● 本文:
------------------------------

島崎 私は小学校三年生の時に桐生へ来ました。その前は四国の高松に七ヶ月いました。高松もいいですけど、桐生は本当にいいところですね。山も川もいい。川で遊んだ子供の頃の感覚を、ずっとどこまで保っていられるかが、フライタイヤーとしての目標なんです。
─ 保っていらっしゃいますよ。
島崎 だから今も釣りは自転車で行くんです。子供用の20インチのね。大人用の26インチより、子供用の自転車に乗っている時のアイレベルの平行移動が、体にもメンタルにもいい作用があるみたいです。車で高速道路を使うよりもぜんぜん疲れませんね。むしろ充電されます。
そうするとユニークなアイデアが湧いて、面白いものができます。頭で考えるとだめですね。手で考える。手で考えて、忘れないように記録しておくんです。手で無邪気に考えて、モノにして、デジタルで記録する感じですね。普通の紙にマーカーで絵を描いて、それを撮影してクラウドへアップすればいい。描いている時の記憶は、アップルペンシルよりも紙のほうが残りますね。紙で描いてデータで残す。これが最強です。
─ 最後にすごくいいお話をお聞かせくださいました。ではお時間まで、アシスタントの山田二郎さんのギターをお聴きください。

------------------------------

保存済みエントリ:
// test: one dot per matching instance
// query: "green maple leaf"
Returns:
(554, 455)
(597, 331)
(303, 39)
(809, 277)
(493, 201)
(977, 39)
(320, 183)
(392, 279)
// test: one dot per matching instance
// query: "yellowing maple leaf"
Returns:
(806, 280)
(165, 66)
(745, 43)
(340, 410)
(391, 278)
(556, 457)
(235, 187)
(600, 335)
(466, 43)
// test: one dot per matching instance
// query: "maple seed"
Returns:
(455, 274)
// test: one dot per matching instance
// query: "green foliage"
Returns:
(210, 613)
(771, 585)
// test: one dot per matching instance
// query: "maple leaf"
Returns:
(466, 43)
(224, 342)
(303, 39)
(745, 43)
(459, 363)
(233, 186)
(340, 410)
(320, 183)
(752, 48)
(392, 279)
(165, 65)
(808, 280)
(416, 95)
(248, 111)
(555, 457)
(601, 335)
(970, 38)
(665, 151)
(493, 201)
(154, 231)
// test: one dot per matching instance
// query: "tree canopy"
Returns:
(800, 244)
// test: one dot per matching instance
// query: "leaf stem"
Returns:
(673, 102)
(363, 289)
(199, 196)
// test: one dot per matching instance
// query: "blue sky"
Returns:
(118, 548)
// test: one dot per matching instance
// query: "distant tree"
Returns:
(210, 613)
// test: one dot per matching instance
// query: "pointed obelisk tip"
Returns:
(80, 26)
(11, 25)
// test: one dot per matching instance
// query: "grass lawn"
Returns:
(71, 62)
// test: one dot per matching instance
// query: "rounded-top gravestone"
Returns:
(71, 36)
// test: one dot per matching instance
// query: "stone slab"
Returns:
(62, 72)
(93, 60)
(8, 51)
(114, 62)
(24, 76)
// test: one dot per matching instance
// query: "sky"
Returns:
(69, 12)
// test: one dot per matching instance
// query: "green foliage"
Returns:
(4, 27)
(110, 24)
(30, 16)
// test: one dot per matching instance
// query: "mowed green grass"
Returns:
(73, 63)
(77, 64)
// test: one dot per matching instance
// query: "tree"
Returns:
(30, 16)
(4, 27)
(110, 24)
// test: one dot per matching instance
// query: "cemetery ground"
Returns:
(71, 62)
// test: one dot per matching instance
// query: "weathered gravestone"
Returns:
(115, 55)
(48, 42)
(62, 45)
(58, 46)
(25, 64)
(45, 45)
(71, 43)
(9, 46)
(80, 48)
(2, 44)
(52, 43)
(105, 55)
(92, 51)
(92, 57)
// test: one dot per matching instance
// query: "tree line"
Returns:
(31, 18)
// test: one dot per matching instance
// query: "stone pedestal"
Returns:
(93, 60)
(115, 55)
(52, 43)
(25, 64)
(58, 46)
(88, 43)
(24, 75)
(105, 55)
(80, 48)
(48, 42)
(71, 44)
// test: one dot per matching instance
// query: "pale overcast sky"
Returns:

------------------------------

● 課題内容: 本文中の「だから今も釣りは自転車で行くんです。」という一文を英語に訳しなさい。

● 解答: That's why I still go fishing by bicycle even now.